### Exercise aim
Reproduce, word for word, the part of the Lagrange's identity question below that opens with the words containing "Lagrange's identity can" and closes with "any other means)?".

### Selected excerpt
++++++++
Is this vector calculus version of Lagrange's identity correct?

Question

Lagrange's identity can be written like $$ |\mathbf{a}|^2|\mathbf{b}|^2 = |\mathbf{a}\times \mathbf{b}|^2 + |\mathbf{a}\cdot \mathbf{b}|^2 $$ Now if we replace the vector $\mathbf{a}$ with the Nabla operator $\nabla$ we get $$ |\nabla|^2|\mathbf{b}|^2 = |\nabla\times \mathbf{b}|^2 + |\nabla\cdot \mathbf{b}|^2 $$ or using the Laplace operator $\Delta$ $$ \Delta (\mathbf{v} \cdot \mathbf{v}) = |\nabla\times \mathbf{v}|^2 + |\nabla\cdot \mathbf{v}|^2 $$ This looks nice, but is it true? Can one derive and prove this identity directly via vector calculus (or by any other means)?
++++++++
### Record excerpts
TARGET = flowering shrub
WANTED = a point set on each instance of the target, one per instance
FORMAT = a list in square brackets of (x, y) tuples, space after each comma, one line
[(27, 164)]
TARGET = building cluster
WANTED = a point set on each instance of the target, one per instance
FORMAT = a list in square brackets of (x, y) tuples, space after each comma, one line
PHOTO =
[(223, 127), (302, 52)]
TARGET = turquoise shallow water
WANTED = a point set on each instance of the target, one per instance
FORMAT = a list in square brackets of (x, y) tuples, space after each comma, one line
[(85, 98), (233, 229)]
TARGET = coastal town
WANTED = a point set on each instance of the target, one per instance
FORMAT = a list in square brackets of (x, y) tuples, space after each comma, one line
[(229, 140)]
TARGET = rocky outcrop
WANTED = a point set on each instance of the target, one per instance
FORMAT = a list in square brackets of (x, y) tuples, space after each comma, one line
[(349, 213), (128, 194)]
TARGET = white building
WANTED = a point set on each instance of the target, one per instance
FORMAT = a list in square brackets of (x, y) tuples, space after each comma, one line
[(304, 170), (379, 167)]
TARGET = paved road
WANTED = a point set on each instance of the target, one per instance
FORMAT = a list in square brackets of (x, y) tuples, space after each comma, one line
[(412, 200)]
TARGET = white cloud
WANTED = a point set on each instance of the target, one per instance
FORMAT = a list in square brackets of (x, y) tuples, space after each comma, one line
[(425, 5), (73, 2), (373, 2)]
++++++++
### Output of the task
Lagrange's identity can be written like $$ |\mathbf{a}|^2|\mathbf{b}|^2 = |\mathbf{a}\times \mathbf{b}|^2 + |\mathbf{a}\cdot \mathbf{b}|^2 $$ Now if we replace the vector $\mathbf{a}$ with the Nabla operator $\nabla$ we get $$ |\nabla|^2|\mathbf{b}|^2 = |\nabla\times \mathbf{b}|^2 + |\nabla\cdot \mathbf{b}|^2 $$ or using the Laplace operator $\Delta$ $$ \Delta (\mathbf{v} \cdot \mathbf{v}) = |\nabla\times \mathbf{v}|^2 + |\nabla\cdot \mathbf{v}|^2 $$ This looks nice, but is it true? Can one derive and prove this identity directly via vector calculus (or by any other means)?